Problem details:
Repeat exactly the lines that run from the one containing "black jacket, written" to the end of the data, and leave out all others.

Listed entries:
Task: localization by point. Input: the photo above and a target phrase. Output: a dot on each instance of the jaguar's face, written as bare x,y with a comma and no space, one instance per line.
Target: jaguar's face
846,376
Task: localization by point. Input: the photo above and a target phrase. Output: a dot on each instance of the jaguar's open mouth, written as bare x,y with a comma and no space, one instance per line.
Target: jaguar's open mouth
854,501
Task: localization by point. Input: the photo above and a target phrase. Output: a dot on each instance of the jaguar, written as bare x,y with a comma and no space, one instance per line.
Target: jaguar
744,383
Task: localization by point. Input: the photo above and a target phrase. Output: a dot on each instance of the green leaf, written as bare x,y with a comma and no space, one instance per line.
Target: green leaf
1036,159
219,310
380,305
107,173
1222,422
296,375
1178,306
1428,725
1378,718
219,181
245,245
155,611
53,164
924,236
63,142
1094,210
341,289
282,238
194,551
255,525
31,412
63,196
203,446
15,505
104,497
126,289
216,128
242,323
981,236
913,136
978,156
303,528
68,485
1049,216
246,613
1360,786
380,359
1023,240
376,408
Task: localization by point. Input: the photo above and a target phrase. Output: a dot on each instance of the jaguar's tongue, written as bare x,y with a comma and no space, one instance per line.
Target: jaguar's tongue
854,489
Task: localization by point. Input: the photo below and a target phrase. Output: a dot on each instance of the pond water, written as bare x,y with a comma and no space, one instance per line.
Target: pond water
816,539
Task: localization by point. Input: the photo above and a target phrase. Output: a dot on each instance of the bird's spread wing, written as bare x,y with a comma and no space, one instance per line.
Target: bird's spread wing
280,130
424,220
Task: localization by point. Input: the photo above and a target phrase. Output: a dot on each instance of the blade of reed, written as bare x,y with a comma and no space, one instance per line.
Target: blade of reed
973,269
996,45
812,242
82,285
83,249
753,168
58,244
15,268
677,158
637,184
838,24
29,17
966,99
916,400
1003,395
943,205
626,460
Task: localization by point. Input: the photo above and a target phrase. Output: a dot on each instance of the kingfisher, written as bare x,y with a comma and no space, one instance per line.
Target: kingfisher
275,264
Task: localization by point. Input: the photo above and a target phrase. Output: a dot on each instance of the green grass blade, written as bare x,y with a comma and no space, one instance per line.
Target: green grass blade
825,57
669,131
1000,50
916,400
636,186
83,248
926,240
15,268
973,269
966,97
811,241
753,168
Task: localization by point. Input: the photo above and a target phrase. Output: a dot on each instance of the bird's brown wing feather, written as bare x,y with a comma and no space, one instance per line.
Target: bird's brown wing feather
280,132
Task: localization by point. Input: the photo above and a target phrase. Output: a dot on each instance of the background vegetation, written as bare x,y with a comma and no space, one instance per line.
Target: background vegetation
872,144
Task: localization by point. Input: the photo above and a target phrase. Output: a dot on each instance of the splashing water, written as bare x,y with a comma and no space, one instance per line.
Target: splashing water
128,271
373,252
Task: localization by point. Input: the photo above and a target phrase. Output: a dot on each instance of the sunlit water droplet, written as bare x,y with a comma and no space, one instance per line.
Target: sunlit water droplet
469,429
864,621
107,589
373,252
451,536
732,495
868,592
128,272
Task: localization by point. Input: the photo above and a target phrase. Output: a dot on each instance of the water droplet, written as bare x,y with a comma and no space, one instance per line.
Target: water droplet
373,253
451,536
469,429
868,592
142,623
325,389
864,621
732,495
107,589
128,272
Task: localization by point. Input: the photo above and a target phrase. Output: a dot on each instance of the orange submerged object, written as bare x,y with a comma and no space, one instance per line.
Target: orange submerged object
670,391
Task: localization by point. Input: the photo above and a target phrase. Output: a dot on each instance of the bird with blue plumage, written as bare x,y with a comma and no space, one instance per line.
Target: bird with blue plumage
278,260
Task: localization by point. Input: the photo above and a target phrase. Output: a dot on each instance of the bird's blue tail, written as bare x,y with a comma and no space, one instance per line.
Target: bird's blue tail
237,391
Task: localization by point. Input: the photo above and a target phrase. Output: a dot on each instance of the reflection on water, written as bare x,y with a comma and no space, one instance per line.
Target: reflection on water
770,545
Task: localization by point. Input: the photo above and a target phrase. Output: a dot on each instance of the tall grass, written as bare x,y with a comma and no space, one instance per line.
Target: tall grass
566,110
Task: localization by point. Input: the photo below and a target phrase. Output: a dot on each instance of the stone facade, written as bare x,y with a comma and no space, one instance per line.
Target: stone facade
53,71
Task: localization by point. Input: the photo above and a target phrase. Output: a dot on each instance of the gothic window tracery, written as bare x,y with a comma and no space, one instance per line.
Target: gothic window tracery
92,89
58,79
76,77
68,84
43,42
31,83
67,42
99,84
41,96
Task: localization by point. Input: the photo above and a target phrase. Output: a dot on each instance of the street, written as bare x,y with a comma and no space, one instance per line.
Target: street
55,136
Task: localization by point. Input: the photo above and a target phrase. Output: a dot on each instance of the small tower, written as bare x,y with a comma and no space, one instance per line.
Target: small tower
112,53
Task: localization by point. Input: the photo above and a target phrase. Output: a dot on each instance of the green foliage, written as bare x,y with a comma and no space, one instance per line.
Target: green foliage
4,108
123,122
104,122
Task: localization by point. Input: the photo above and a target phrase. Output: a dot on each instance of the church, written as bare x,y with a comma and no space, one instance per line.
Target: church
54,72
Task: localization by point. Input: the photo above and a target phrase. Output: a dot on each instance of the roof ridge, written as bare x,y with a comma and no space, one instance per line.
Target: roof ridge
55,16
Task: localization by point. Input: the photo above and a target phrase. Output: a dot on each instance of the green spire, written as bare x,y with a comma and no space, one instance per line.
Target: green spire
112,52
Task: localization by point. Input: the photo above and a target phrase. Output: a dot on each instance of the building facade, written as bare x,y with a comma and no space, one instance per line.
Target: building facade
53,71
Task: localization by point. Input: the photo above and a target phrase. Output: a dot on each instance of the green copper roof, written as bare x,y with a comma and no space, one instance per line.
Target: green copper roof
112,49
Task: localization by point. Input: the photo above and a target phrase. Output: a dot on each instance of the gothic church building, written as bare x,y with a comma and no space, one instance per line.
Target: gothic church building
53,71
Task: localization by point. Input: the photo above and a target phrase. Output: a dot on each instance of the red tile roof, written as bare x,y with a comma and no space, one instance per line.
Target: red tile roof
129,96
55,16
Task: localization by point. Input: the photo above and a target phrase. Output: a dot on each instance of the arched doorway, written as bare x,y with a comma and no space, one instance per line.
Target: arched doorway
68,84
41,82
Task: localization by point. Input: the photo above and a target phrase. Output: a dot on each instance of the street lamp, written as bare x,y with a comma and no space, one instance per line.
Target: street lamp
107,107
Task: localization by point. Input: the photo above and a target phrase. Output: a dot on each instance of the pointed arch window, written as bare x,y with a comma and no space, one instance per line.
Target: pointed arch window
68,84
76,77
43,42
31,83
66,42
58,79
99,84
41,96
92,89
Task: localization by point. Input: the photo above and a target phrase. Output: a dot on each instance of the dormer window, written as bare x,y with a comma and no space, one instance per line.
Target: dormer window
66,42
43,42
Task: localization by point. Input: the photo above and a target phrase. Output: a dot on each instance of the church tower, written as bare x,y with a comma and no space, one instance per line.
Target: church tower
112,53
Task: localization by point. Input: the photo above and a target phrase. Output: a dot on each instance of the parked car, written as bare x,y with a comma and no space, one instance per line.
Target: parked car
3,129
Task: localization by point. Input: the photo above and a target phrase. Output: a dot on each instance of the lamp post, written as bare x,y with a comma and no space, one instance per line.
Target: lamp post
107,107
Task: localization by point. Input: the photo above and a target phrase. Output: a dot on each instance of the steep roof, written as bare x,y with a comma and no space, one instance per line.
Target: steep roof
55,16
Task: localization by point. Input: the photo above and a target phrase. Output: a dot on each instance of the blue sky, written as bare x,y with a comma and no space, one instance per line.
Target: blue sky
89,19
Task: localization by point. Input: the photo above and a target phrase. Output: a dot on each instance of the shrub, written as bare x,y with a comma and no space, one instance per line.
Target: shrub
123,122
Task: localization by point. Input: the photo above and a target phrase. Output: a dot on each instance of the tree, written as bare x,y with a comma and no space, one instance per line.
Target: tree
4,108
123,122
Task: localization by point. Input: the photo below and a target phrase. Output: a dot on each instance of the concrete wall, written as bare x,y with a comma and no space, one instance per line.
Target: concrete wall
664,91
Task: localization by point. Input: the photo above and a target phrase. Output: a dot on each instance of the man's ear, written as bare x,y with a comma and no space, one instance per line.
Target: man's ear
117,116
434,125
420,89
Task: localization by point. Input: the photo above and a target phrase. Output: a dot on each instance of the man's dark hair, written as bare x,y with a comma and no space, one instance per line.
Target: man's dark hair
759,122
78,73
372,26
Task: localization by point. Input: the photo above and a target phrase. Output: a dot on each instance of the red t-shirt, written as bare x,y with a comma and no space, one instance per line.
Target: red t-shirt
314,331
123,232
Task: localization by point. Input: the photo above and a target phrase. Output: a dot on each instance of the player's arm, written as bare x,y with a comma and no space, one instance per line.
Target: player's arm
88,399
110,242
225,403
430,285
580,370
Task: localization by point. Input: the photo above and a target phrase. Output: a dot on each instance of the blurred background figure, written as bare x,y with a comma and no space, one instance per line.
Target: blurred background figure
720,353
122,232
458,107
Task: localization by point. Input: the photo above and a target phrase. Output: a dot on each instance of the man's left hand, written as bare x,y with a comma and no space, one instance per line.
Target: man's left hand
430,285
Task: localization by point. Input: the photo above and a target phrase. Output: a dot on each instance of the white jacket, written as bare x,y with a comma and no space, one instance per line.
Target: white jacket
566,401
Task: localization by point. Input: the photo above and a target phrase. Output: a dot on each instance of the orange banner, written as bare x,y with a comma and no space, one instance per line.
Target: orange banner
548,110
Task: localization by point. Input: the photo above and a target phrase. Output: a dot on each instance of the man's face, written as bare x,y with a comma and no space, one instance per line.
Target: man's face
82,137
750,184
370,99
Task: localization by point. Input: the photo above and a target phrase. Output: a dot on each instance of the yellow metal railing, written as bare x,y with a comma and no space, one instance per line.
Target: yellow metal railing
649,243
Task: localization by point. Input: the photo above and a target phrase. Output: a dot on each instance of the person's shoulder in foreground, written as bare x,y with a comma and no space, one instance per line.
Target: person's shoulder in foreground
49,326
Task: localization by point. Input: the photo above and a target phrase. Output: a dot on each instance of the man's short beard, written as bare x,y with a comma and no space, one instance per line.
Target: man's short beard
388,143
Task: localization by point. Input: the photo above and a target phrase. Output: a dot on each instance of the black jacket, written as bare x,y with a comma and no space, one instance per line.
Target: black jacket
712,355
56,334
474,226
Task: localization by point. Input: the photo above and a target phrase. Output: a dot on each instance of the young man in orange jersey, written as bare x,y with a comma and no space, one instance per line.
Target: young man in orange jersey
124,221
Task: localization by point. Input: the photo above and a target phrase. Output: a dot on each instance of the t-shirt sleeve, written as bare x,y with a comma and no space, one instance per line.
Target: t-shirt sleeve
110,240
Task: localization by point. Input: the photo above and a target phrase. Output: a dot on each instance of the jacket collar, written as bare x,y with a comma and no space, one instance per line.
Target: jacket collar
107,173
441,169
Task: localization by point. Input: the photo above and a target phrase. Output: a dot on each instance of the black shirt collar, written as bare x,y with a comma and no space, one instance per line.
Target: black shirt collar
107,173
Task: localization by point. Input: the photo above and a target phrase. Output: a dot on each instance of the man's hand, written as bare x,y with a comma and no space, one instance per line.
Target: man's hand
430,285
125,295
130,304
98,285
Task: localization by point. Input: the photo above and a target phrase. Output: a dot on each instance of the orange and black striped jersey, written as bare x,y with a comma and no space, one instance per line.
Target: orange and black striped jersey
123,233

Result for this exercise:
Task: localization by point. Input: the photo above and a target phrase. Output: a dot on each instance of the black jacket, written as bare x,y with a comma and no space, one instance per line.
Target: black jacket
712,355
56,334
474,226
Task: localization by point. Input: the photo above and a target phrase. Output: a dot on each instance of the young man in orange jersey, written as bare x,y with a comma and no space, one instance per line.
Target: young man in orange jersey
124,221
Task: localization by point. Input: the photo above and a target phrase. Output: a dot on each instance of the t-shirt sleeve, written as bare x,y with a comma and no space, one instance per line.
Target: t-shirt sleeve
110,240
Task: localization by point. Input: the photo above and a target phrase. Output: a dot on each instance of the jacket collar, written as bare x,y with a comma and no space, one instance per line.
Target: jacket collar
107,173
441,169
Task: localization by point. Input: the photo above and a target phrase. Output: a dot on each instance of the black shirt collar, written as bare x,y with a comma and no space, one instance per line.
Target: black shirt collar
107,173
Task: localization by point. Input: the photo above and a target phrase. Output: a dot on each instance of the man's hand, written as bare x,y with a comma and no space, one instance per line.
Target: man's hand
430,285
125,295
130,304
98,285
Task: localization by point. Input: the photo above and a target phrase. Output: a dot on each instance of the orange and black striped jersey, written as bare x,y with a comma and no space, one instance per line.
Target: orange and black striped jersey
123,233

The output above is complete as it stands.